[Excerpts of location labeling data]

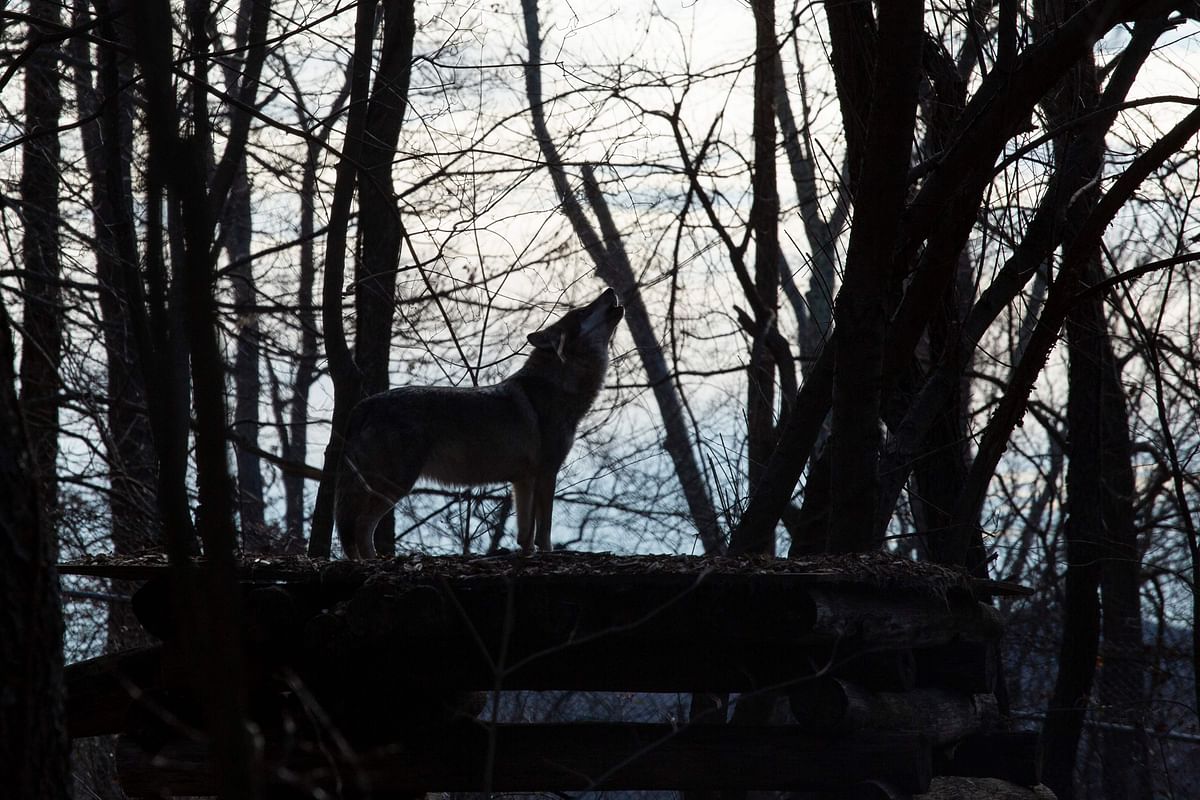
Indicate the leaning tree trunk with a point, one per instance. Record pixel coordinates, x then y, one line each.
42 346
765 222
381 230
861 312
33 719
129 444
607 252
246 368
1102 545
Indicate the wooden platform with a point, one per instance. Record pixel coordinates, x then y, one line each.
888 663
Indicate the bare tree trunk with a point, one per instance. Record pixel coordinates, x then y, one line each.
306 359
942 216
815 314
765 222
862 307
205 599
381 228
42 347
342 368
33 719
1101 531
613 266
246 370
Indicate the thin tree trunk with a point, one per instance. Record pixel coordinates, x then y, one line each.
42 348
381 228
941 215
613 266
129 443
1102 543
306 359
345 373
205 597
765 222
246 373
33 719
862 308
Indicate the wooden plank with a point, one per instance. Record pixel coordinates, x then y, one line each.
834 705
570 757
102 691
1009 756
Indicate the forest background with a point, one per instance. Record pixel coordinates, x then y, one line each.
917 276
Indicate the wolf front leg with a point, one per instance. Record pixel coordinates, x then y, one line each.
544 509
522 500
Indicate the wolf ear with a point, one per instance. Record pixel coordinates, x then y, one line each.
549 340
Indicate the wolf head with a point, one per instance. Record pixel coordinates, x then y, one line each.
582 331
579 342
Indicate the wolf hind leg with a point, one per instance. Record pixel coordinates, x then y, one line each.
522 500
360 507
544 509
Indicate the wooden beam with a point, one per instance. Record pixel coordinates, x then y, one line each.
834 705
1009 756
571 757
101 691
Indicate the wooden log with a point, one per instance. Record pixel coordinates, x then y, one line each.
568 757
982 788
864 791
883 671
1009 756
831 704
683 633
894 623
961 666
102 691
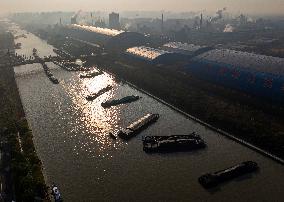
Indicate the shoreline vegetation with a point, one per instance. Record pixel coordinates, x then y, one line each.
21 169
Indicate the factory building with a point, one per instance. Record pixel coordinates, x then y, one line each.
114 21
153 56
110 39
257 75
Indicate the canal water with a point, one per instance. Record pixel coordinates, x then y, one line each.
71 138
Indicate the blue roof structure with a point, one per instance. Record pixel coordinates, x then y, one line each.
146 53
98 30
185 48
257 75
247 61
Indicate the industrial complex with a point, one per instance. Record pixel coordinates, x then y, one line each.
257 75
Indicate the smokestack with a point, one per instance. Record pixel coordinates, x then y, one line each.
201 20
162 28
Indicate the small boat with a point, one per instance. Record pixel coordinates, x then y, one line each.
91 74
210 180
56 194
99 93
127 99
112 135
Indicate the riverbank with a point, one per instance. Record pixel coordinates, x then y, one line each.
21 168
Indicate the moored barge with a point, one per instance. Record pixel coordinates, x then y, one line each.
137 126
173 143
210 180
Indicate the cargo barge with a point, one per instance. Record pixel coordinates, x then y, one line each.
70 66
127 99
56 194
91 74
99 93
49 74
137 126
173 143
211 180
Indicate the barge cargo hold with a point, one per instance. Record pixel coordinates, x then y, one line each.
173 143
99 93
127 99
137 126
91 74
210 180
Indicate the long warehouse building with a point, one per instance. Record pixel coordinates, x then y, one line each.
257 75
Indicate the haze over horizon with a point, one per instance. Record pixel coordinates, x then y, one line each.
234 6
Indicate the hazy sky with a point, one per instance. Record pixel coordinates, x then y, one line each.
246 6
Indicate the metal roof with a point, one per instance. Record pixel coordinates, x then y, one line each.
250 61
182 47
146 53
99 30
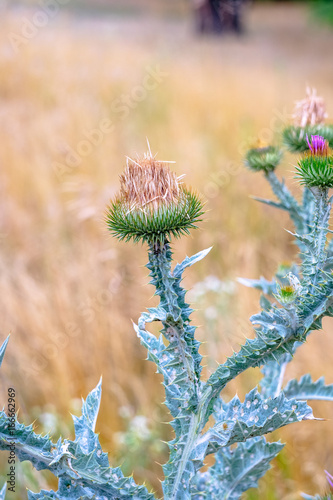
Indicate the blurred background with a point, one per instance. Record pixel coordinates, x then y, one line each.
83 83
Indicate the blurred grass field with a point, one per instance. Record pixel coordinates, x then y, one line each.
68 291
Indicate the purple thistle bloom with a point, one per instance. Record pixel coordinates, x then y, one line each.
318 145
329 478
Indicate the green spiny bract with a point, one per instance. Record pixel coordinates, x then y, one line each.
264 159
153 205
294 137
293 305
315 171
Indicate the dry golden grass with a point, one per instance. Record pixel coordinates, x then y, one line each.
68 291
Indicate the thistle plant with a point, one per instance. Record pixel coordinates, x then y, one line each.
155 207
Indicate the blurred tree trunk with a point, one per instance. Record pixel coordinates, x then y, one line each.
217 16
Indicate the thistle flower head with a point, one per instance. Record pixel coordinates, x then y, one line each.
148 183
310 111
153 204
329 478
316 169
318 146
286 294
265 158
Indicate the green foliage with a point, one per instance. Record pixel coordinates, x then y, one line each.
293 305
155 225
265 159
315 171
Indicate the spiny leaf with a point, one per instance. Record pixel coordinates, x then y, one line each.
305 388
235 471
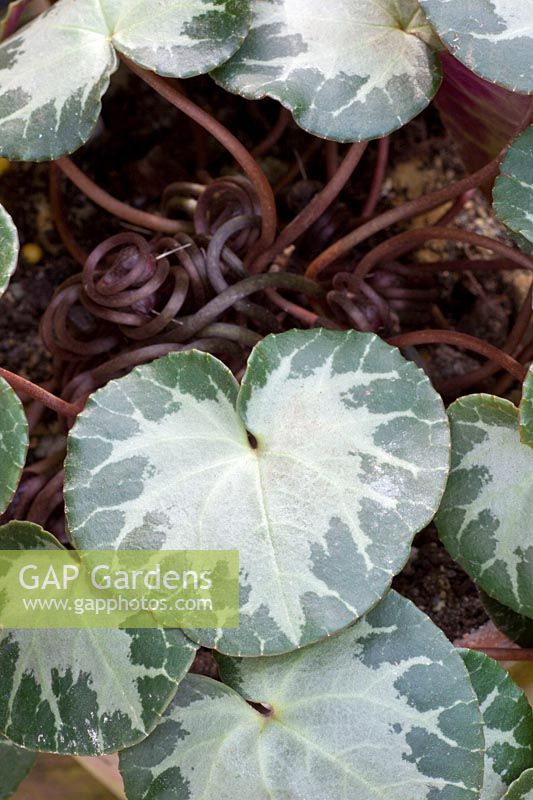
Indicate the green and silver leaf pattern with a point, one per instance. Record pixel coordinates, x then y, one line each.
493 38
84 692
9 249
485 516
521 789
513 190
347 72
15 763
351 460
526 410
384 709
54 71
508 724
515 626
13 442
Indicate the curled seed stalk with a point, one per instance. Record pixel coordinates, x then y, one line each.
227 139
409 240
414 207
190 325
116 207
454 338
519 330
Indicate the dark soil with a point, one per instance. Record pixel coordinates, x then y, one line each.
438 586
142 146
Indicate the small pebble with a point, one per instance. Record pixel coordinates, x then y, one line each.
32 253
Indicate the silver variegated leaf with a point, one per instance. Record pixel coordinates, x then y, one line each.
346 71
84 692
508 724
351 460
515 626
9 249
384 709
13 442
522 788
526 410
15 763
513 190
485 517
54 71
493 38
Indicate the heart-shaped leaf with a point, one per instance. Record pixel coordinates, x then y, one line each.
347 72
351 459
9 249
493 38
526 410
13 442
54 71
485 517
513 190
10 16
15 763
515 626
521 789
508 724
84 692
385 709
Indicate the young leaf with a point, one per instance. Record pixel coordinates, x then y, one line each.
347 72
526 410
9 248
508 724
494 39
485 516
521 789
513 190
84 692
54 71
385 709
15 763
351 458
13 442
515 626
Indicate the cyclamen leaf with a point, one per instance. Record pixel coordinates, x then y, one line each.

§ Aim: Repeat the lines above, starting with the line that contains "Indicate the curled" and continuing through the last line of the records. Include both the starting line and the final line.

§ Problem solution:
Indicate the curled seed stalk with a point, one per instance. Record pixel coordinates, x then y, one line each.
227 139
409 240
414 207
190 325
116 207
454 338
519 330
Indicate the dark soil with a point, one per instance. Record pixel coordinates, x then y, one line each.
438 586
142 146
Indicate the small pebble with a point, one per instance. Record pixel coordinates, x then y, one line each.
32 253
Indicate the silver variegated leaf with a point, one per instance. Record pixel coordinates, x then y, one line each.
346 71
84 692
508 724
351 460
515 626
9 249
384 709
13 442
522 788
526 410
15 763
513 190
485 517
54 71
493 38
Indicate the heart-shaped leaf with a point, one per instance. Record pixel coordinates, x then y, one line each.
347 72
351 459
9 249
493 38
526 410
13 442
54 71
485 517
513 190
10 16
15 763
515 626
521 789
508 724
84 692
385 709
Indicate the young leaf with a point, one per instance. Record pixel coordinates, x then y, one line each.
347 72
526 410
9 248
508 724
494 39
485 516
521 789
513 190
84 692
54 71
385 709
15 763
351 458
13 442
515 626
Indicate the cyclamen leaf with a point, one per instance. Record pixel coordinates, x then y, one line each.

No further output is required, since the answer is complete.